**WORK TO DO:**
Please copy the material starting at its first line and ending at the line that contains "point(46, 147)", swapping "red wing marking" for "crimson wing marking" and leaving everything else unchanged.

Pointing records
########
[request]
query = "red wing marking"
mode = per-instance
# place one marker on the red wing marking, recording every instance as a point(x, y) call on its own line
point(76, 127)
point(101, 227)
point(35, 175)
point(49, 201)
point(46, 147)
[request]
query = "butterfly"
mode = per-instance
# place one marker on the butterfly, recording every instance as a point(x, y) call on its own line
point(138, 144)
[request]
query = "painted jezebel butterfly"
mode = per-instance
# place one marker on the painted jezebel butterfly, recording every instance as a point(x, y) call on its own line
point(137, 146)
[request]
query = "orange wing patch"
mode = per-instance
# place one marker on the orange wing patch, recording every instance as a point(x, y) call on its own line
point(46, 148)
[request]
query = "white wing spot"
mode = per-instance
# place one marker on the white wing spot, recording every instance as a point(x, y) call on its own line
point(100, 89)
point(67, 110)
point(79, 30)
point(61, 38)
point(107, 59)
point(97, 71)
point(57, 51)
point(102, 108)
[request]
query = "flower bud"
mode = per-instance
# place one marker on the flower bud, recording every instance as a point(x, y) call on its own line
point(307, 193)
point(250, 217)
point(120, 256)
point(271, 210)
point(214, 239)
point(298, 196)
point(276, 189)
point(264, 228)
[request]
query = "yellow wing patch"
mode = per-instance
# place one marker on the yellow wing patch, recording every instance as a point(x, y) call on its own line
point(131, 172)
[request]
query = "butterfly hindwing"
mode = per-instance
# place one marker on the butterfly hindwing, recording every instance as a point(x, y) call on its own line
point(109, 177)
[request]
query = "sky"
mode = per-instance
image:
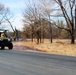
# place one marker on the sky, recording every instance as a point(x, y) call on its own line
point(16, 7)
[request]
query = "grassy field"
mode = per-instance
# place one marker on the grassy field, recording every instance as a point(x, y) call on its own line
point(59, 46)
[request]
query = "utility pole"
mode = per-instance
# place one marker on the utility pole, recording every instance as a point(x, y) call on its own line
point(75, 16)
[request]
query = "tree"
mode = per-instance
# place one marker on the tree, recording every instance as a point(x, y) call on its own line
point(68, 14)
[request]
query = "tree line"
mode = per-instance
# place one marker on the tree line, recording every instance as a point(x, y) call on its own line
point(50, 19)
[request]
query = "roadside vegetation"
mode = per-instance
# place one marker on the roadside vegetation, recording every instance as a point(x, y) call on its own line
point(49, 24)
########
**RESPONSE TO THIS EXERCISE:**
[request]
query = "crimson wing marking"
mode = per-instance
# place one marker on the crimson wing marking, recording every instance as a point(x, y) call on its own line
point(76, 127)
point(101, 227)
point(35, 175)
point(49, 201)
point(46, 147)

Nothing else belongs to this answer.